═════ Available data

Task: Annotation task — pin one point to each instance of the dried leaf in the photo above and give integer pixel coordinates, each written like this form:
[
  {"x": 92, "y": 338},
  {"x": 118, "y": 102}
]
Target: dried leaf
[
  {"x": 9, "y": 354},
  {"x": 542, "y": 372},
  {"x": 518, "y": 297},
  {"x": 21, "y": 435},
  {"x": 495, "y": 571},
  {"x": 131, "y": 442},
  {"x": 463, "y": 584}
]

══════════

→ Your goal:
Reproduce the records exactly as they appear.

→ Result of the exercise:
Task: Annotation task — pin one point to each instance of the dried leaf in the photo above and give integer pixel coordinates, each written like this form:
[
  {"x": 92, "y": 338},
  {"x": 118, "y": 102}
]
Target: dried leaf
[
  {"x": 9, "y": 354},
  {"x": 542, "y": 372},
  {"x": 518, "y": 297},
  {"x": 21, "y": 435},
  {"x": 495, "y": 571},
  {"x": 131, "y": 442},
  {"x": 463, "y": 584}
]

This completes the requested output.